SECTION DE TEXTE>
※
Nicolas Bedos revient avec Mascarade, présenté initialement au Festival de Cannes en Hors Compétition. Porté par un superbe quatuor d’acteurs, cette comédie dramatique des plus acides s’impose comme un des meilleurs films français de l’année.
Après le crochet OSS 117, Nicolas Bedos revient avec Mascarade, un projet 100% original qu’il a en tête depuis quelques années. En effet, l’auteur de Monsieur & Madame Adelman et La belle époque décide de nouveau de traiter les relations amoureuses, mais cette fois sous un prisme bien plus acidulé et pervers !
Mascarade nous présente donc Adrien (Pierre Niney), ex-danseur aux perspectives de carrière brisées, désormais compagnon de Martha (Isabelle Adjani). Cet actrice de renom, partageant son temps entre les soirées mondaines dans sa luxueuse villa et les tentatives de renouer avec sa carrière d’antan, met la pression sur son poulain pour écrire sa biographie.
C’est à cet instant qu’Adrien fera le rencontre de Margot (Marine Vacth), une arnaqueuse aussi belle qu’imprévisible. Alors qu’ils se rapprochent dangereusement, les deux jeunes amoureux vont mettre au point un plan machiavélique, impliquant un riche entrepreneur immobilier du nom de Simon (François Cluzet). Bien sûr, le stratagème ne se déroulera pas comme sur des roulettes,
Mascarade ou l’appel du vice
Avec Mascarade, Bedos troque le romantisme doux-amer de ses précédentes réalisations pour une comédie dramatique bien méchante à l’humour caustique. En prenant pour cadre la Côte d’Azur et les environs Niçois (milieu qu’il connaît bien selon ses propres termes), le réalisateur affiche un univers cinégénique où le vice et l’avarice côtoient les paillettes et le luxe.
Loin d’en faire une critique acerbe des riches ou de la Jet set du milieu du spectacle (le film n’a pas vraiment cette vocation et n’affiche aucun manichéisme ou aspect binaire), Mascarade se veut avant tout un film d’arnaque, où de jeunes protagonistes cassés par la vie décident d’entourlouper d’autres individus également hantés par leurs propres cicatrices.
※
TRAVAIL DEMANDÉ> Poursuivez la critique du film Mascarade en reprenant juste après sa dernière phrase.

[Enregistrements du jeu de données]
※
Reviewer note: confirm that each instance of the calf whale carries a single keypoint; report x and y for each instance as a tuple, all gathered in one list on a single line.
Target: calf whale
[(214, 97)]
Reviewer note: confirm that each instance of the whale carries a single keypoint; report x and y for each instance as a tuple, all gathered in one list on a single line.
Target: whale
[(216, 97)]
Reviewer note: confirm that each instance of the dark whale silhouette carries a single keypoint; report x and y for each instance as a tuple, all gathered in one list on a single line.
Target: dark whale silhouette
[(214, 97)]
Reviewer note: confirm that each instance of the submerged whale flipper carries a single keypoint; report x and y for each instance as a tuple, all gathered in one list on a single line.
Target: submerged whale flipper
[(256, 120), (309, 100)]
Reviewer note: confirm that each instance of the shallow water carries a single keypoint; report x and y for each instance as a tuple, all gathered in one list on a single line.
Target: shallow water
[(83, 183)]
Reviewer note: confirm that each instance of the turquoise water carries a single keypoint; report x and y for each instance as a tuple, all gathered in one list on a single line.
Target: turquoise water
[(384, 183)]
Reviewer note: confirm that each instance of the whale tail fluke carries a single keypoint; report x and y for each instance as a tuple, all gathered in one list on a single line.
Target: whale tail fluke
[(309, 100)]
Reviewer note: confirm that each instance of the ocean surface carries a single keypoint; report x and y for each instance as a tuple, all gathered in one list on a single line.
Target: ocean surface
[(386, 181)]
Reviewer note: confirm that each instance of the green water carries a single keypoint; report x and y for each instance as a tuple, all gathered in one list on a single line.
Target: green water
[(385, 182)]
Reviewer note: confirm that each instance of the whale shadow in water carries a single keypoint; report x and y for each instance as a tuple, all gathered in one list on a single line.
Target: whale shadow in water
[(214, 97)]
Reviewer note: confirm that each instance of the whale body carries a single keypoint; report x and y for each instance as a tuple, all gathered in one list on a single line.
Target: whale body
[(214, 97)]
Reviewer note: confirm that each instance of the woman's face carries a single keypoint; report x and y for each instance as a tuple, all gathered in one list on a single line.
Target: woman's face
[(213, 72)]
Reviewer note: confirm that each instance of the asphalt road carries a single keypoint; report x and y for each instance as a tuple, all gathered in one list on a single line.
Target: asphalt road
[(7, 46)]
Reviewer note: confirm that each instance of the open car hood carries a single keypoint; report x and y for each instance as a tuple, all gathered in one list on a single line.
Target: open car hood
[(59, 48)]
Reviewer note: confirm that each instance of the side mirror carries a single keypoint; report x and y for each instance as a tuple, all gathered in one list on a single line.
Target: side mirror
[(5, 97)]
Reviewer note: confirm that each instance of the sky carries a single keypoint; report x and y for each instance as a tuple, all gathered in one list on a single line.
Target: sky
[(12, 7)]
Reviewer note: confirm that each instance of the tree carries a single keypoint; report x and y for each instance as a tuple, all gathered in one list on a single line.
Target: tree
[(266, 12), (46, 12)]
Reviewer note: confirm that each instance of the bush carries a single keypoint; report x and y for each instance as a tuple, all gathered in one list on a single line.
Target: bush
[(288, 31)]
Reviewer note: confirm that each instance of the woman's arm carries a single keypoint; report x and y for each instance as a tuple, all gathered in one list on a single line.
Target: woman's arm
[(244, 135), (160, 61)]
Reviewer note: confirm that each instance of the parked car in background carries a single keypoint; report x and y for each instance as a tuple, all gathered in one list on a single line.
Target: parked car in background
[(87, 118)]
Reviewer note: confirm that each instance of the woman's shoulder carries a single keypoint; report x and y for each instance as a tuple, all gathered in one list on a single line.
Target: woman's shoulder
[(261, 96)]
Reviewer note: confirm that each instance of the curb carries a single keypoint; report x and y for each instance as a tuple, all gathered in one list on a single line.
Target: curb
※
RÉSULTAT>
De ce postulat de base directement hérité d’un certain cinéma américain des 70’s-90’s, Nicolas Bedos se fait on ne peut plus plaisir dans un élan misanthrope curieusement jubilatoire, sans toutefois asséner de beaux discours pontifiants (le spectateur reste toujours maître du regard porté envers ces personnages). Cette réussite, on la doit à l’écriture du film : non pas dans son intrigue qui a forcément des tournures narratives investies des codes du genre, mais dans la manière d’interconnecter les divers arcs du récit (qui se révèle habile et fluide) tout en dressant des portraits truculents tout en nuances de gris.
Une belle brochette de pourris
Il faut donc saluer le quatuor d’acteurs principaux, tous impeccables. Isabelle Adjani fait un retour plein de panache sur le devant de la scène en femme oisive et obsédée par sa gloire passée ou bien le regard des gens. Pierre Niney s’impose encore une fois comme un des meilleurs acteurs du paysage français actuel, dans un rôle de gigolo aveuglé par l’appât du gain (tout en convoquant une empathie surprenante de par son trauma initial) et à contre-courant de ses précédentes performances.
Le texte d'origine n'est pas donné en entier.